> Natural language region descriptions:
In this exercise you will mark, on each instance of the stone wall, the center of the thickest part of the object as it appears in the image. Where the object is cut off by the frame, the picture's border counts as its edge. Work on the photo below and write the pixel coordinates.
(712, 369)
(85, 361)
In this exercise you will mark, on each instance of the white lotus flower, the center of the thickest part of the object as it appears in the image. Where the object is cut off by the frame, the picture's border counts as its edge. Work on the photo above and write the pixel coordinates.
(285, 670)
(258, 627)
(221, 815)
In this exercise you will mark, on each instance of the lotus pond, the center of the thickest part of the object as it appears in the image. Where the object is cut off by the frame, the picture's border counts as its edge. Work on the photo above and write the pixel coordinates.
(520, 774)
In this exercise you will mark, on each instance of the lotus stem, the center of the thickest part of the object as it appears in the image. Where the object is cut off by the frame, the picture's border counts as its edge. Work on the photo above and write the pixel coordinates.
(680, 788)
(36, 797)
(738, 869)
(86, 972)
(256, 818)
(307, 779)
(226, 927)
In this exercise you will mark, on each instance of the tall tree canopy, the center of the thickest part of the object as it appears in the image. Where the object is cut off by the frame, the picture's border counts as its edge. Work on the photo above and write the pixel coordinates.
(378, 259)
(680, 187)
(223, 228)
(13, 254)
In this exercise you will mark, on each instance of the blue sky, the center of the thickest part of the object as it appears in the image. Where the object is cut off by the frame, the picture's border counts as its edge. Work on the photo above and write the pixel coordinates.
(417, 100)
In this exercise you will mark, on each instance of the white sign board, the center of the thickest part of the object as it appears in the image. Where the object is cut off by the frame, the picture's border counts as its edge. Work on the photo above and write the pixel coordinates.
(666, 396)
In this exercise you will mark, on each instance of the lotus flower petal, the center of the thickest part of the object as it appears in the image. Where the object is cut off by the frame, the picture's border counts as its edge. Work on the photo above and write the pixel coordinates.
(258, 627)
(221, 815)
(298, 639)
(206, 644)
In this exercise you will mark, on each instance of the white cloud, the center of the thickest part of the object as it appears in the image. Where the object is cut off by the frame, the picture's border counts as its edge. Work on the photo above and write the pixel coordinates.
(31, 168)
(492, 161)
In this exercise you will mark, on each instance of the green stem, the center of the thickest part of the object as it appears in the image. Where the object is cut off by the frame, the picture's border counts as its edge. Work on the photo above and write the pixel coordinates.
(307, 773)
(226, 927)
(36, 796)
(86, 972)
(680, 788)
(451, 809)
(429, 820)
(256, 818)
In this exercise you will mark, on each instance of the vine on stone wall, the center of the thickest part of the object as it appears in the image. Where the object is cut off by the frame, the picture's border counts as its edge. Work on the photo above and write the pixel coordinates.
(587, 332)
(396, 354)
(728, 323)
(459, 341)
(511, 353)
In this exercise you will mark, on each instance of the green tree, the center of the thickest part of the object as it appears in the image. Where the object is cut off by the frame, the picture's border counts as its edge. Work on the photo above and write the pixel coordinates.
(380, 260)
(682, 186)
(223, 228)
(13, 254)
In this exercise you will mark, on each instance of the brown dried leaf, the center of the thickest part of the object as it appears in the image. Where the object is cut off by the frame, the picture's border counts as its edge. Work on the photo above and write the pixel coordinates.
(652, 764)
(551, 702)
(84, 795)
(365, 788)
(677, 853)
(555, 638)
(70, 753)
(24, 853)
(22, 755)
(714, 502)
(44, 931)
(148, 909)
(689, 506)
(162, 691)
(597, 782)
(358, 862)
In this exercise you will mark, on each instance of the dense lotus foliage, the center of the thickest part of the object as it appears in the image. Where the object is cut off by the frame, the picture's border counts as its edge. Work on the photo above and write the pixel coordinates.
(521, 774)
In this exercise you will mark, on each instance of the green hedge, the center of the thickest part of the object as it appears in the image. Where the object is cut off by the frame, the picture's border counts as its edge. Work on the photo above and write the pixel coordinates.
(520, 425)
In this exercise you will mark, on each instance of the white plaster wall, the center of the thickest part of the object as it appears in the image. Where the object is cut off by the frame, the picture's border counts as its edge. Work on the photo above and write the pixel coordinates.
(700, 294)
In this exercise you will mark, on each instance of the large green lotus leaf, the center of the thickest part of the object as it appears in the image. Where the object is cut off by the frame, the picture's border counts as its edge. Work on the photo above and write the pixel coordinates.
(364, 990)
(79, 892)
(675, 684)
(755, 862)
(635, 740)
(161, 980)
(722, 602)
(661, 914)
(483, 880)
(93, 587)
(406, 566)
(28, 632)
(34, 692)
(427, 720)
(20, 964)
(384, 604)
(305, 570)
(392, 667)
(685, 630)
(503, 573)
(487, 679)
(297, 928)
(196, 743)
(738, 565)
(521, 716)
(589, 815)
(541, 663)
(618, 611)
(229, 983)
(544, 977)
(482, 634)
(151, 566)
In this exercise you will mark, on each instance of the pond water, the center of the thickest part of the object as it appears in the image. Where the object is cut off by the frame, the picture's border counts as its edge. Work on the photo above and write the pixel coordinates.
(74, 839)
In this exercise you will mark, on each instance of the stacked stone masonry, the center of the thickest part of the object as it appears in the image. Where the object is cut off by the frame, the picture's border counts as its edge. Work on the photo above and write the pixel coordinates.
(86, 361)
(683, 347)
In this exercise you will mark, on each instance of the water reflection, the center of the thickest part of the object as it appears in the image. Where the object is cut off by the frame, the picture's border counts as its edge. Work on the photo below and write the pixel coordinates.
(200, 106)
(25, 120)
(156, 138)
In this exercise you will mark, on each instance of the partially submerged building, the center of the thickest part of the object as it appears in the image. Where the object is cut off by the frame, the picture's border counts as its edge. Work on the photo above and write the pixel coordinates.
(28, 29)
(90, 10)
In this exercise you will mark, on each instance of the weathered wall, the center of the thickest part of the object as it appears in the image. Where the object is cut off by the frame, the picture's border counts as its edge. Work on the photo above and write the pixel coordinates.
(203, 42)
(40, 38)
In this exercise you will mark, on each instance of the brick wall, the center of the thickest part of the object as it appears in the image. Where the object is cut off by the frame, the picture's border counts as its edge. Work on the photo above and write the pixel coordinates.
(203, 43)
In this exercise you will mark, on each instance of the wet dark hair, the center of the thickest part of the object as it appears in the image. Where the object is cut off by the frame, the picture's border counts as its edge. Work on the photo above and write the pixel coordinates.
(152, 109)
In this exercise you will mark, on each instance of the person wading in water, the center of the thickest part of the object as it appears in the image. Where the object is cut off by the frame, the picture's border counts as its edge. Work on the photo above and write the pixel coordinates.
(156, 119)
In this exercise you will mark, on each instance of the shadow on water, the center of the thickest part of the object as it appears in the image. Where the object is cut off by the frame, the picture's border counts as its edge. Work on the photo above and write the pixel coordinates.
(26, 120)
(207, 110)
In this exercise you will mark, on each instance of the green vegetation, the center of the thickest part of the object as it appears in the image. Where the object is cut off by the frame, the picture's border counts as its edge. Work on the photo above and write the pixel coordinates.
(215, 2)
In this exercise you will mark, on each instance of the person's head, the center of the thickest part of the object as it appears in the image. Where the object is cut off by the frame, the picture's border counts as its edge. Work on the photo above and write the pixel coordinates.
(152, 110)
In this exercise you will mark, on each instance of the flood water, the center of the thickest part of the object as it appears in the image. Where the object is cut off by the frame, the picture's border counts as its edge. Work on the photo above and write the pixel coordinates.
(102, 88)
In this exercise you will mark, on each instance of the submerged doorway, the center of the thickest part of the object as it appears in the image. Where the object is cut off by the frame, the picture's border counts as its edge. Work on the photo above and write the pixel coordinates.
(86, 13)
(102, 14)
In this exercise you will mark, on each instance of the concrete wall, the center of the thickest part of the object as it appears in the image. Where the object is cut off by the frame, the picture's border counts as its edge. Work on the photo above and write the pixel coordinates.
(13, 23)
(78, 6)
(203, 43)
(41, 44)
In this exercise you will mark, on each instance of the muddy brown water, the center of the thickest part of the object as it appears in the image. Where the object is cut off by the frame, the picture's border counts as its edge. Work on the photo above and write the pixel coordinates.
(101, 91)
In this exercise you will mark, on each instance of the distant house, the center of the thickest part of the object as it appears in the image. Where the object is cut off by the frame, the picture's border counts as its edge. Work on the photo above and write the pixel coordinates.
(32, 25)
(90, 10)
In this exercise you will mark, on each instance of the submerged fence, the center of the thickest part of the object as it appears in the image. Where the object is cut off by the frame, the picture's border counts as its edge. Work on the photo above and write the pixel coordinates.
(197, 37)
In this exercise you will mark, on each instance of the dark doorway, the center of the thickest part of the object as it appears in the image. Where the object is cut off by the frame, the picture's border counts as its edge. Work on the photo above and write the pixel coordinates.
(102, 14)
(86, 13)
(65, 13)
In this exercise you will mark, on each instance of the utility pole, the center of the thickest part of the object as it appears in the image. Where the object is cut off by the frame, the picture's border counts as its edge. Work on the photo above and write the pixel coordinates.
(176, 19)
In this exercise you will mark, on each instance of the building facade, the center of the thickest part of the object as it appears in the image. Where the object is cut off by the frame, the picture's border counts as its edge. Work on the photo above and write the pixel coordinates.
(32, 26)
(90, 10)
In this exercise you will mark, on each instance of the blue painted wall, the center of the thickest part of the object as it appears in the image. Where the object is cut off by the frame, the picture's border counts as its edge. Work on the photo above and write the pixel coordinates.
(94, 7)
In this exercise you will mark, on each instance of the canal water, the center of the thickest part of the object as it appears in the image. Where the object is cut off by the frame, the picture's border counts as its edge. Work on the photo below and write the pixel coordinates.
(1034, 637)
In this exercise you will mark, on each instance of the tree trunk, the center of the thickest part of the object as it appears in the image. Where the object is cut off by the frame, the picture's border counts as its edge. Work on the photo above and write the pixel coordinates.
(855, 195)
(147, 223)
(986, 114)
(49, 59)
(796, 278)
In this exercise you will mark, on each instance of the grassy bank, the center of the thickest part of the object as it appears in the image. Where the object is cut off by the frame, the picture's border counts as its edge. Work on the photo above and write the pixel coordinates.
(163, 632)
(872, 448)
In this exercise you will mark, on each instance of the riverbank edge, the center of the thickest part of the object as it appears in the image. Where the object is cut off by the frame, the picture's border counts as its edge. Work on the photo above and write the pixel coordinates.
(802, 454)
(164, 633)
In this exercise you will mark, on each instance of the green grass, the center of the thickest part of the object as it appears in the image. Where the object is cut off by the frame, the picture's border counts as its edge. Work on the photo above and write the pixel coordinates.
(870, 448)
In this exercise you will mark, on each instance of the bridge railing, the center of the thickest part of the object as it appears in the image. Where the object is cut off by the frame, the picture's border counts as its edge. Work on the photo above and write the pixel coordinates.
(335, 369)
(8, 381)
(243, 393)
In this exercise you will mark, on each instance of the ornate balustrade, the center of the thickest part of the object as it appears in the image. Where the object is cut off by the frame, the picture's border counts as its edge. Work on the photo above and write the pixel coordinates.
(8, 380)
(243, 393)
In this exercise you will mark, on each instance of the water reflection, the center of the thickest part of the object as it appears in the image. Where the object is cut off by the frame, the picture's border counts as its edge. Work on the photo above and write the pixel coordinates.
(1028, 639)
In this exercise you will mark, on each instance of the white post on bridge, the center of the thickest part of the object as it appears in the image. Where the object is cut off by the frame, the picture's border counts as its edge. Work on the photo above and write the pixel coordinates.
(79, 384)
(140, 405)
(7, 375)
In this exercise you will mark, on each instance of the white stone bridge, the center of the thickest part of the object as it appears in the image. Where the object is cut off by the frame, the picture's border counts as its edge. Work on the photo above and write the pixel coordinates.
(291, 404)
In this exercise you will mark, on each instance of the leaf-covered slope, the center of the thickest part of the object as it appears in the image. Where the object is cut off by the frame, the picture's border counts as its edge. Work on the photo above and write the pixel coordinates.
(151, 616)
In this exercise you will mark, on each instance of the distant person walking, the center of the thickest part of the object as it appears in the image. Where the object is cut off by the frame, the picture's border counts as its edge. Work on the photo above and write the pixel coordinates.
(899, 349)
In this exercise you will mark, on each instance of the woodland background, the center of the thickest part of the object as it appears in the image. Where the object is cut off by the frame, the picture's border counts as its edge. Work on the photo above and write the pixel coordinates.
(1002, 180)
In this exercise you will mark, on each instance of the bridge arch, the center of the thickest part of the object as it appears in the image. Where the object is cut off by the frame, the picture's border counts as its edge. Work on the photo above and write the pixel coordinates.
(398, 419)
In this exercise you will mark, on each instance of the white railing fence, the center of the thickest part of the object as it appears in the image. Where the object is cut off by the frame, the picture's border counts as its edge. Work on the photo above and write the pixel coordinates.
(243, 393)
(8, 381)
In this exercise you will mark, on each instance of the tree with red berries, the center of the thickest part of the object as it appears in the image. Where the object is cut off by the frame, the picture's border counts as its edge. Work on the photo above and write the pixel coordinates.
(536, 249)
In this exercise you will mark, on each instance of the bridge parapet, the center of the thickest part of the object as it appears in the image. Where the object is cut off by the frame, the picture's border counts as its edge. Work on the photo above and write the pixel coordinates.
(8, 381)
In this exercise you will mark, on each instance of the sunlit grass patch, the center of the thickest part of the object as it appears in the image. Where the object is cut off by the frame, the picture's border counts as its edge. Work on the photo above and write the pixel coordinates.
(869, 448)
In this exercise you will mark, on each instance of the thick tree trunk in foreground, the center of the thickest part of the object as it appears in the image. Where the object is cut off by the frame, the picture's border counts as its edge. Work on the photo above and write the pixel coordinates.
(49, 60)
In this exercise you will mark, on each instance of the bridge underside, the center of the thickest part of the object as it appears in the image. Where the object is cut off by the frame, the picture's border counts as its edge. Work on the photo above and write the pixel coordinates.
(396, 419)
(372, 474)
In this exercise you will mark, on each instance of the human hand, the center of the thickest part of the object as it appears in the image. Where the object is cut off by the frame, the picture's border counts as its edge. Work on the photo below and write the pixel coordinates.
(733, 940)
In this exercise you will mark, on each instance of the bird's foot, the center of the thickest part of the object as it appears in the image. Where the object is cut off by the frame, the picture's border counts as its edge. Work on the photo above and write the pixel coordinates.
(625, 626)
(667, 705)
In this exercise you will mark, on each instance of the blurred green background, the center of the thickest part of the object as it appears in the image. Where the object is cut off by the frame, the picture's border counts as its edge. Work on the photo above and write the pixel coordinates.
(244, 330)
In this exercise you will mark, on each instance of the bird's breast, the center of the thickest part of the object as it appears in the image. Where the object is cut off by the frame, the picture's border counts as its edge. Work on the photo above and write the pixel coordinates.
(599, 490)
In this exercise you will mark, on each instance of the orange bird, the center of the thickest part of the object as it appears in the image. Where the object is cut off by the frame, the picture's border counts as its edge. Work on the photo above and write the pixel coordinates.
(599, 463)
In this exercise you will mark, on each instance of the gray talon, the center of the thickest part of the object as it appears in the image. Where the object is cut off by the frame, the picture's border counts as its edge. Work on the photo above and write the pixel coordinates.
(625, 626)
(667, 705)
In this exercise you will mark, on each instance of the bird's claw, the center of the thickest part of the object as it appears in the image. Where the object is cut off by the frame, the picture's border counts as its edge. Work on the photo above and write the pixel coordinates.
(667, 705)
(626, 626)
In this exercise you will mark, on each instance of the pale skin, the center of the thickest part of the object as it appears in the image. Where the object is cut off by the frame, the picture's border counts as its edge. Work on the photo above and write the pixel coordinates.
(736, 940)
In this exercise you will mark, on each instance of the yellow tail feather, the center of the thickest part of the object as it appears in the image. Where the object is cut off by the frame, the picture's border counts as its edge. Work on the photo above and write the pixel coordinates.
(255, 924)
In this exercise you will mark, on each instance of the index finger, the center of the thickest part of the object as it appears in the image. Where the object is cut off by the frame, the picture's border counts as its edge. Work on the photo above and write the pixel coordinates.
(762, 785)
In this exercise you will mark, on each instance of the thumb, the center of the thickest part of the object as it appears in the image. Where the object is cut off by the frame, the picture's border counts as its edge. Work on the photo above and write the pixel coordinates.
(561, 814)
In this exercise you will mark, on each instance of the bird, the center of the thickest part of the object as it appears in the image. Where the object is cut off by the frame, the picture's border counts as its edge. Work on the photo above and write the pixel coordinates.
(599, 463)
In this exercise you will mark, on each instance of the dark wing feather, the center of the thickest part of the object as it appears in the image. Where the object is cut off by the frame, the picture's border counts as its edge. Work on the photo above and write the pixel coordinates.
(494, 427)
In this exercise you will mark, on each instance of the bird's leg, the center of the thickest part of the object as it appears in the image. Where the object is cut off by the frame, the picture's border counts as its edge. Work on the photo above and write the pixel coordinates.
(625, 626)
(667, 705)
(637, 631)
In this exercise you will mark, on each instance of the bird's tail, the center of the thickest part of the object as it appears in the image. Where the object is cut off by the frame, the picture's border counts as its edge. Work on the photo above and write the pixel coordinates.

> Your objective: Could you print the lines above, exactly as written, from the line containing "bird's leg, the" through the final one?

> Response to this task:
In this exercise you will mark, on each instance of the bird's leg, the center of the thickest part of the object as it appears in the image. Where the object is cut off by the frame, the picture's border counts as its edge. Work on the photo above and write the pixel coordinates.
(625, 626)
(667, 705)
(637, 631)
In this exercise you will mark, on each instance of the bird's tail, the center of the thickest part of the object as it appears in the image. Where the object is cut off by the frame, the picture's border counts as its edge. Work on the photo above and write the pixel coordinates.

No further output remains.